Hilary Lister
- Hilary Lister, in 2009

Personal information
- Full name: Hilary Claire Lister
- Nationality: British
- Born: 3 March 1972 Hook, Hampshire
- Died: 18 August 2018 (aged 46)

Sailing career
- Sport: Sailing
- College team: Jesus College, Oxford
- Club: The Royal Cruising Club
- Class: Class 40

= Hilary Lister =

British sailor

Hilary Claire Lister (3 March 1972 – 18 August 2018) was an English record-breaking quadriplegic sailor. She had the progressive condition reflex sympathetic dystrophy and controlled her ship by using sip-and-puff technology for steering and sails.

Lister was born in Hook in Hampshire, as the third of four children born to biochemist mother Pauline and vicar father Colin. Lister was able-bodied until the age of 15. She studied biochemistry at Jesus College, Oxford, between 1991 and 1995, having lost the use of her legs by then. She started a PhD at the University of Kent in 1996 but her condition deteriorated. She lost the use of her arms in 1999 and was unable to finish her doctorate, but was awarded an honorary doctorate by the university. She was introduced to sailing in 2003, which she commented gave her back her sense of freedom and "quite literally" saved her life. Lister married music teacher Clifford in 1999, though they later separated.

On 23 August 2005, Lister was the first quadriplegic to sail solo across the English Channel (in 6 hours and 13 minutes). On 24 July 2007, she became the first female quadriplegic to sail solo around the Isle of Wight (in 11 hours 4 minutes). She won the Sunday Times Helen Rollason Award for Inspiration in 2005. She set off to sail solo around Great Britain on 16 June 2008. Bad weather and technical problems forced her to suspend the attempt on 13 August 2008.
☆ ☆ ☆ ☆ ☆
Aim of the exercise: Continue the biography of Hilary Lister from where it ends.

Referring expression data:
☆ ☆ ☆ ☆ ☆
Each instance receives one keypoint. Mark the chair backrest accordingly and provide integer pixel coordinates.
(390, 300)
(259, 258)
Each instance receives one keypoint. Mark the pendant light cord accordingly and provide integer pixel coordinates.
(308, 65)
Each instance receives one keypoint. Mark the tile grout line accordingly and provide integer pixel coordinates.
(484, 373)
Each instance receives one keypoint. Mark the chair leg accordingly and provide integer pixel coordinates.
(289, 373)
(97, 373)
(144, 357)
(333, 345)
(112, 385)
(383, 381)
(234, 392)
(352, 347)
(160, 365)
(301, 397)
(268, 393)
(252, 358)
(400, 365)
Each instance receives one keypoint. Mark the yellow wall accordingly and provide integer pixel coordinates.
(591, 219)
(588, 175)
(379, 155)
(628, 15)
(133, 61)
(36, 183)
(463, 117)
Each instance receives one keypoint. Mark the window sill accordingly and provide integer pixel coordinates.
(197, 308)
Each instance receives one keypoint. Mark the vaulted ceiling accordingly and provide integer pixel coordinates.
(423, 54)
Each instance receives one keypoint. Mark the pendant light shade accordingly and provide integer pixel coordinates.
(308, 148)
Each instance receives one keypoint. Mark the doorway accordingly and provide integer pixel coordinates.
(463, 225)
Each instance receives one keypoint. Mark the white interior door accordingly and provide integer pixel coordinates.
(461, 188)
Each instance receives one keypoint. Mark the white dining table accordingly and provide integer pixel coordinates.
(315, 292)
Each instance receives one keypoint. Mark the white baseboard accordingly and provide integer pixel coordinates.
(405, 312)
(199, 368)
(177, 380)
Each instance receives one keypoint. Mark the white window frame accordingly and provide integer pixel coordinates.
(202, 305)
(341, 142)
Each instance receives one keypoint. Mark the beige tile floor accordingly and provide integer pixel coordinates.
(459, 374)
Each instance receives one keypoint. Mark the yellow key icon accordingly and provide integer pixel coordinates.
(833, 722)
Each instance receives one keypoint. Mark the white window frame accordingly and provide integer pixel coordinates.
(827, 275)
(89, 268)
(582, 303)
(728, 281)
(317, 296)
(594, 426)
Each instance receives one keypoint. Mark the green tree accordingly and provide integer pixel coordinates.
☆ ☆ ☆ ☆ ☆
Result for this exercise:
On 21 May 2009, Hilary Lister resumed her attempt from Plymouth. By 14 August she had reached Bridlington, Yorkshire on the east coast. She reached the end of her journey, Dover in Kent, on the evening of 31 August 2009, becoming the first disabled woman to sail solo around Britain. Lister had to be resuscitated six times during her circumnavigation of Britain.

On 8 January 2010, at the Tullett Prebon London International Boat Show, Lister announced her intention to compete in the 2011 Fastnet Race in a Class 40 boat. In April 2010, Hilary sailed around the Kingdom of Bahrain in support of Bahrain Mobility International.

Lister died on 18 August 2018. She was 46.

==Awards==
- Winner of The Royal Cruising Club's Seamanship Award, 2005
- Winner of A Woman of the Year 2005–2006 — Women of the Year Charity
- Winner of Woman of the Year 2006 — New Woman Magazine
- Winner of the Helen Rollason Award for Inspiration — Sunday Times Sportswomen of the Year 2007
- Winner of the Cosmopolitan Superhero Award — Cosmopolitan Fun & Fearless Women
- Winner of Breast cancer Breakthrough Aspirational non-celebrity, 2009
- Winner of the Vitalise "Woman of Achievement" Award, 2009
- Winner of the SJA Bill McGowan Award, 2009

==Other recognition==
- Made a UK Sailing Academy Ambassador 2006
- Awarded an honorary PhD by the University of Kent at Canterbury 2007
- Hilary is patron of Mariners of Bewl and the Active Ashford Bursary.